BEGIN RECORDED DATA

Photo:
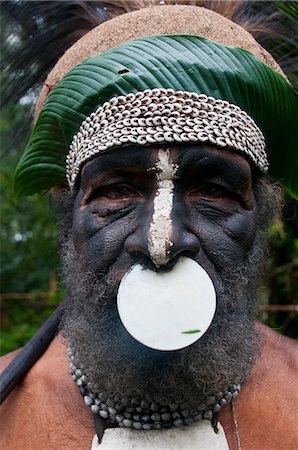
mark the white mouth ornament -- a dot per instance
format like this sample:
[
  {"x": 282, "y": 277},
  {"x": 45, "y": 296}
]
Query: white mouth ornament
[{"x": 167, "y": 310}]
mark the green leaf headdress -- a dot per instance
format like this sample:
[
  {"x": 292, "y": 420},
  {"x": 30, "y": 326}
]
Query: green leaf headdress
[{"x": 171, "y": 63}]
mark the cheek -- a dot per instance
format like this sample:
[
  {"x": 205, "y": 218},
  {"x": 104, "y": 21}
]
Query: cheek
[
  {"x": 227, "y": 241},
  {"x": 100, "y": 241}
]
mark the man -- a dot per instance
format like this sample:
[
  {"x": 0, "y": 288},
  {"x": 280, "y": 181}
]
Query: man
[{"x": 167, "y": 140}]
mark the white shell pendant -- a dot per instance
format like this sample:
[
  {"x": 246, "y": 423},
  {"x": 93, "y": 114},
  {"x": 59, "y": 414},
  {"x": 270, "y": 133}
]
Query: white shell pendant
[{"x": 167, "y": 310}]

END RECORDED DATA

• _PROBLEM REQUIREMENTS_:
Could you set down the records above exactly, skipping any picture?

• _RESPONSE TO THIS TASK_:
Photo:
mark the white mouth ornament -- a dot per instance
format like this sample:
[
  {"x": 282, "y": 277},
  {"x": 45, "y": 296}
]
Query: white mouth ornament
[{"x": 167, "y": 310}]
mark the green leaf headdress -- a dot per instance
format like this sample:
[
  {"x": 292, "y": 420},
  {"x": 30, "y": 326}
]
Query: green leaf headdress
[{"x": 171, "y": 63}]
mark the cheek -- a dot per instance
format like this sample:
[
  {"x": 205, "y": 218},
  {"x": 104, "y": 21}
]
Query: cheek
[
  {"x": 227, "y": 241},
  {"x": 100, "y": 241}
]
mark the man -- a dot per instance
format like this sample:
[
  {"x": 0, "y": 288},
  {"x": 280, "y": 181}
]
Query: man
[{"x": 167, "y": 140}]
mark the white shell pendant -- a dot per instance
format like this sample:
[
  {"x": 246, "y": 423},
  {"x": 93, "y": 114},
  {"x": 59, "y": 414},
  {"x": 270, "y": 133}
]
Query: white shell pendant
[{"x": 167, "y": 310}]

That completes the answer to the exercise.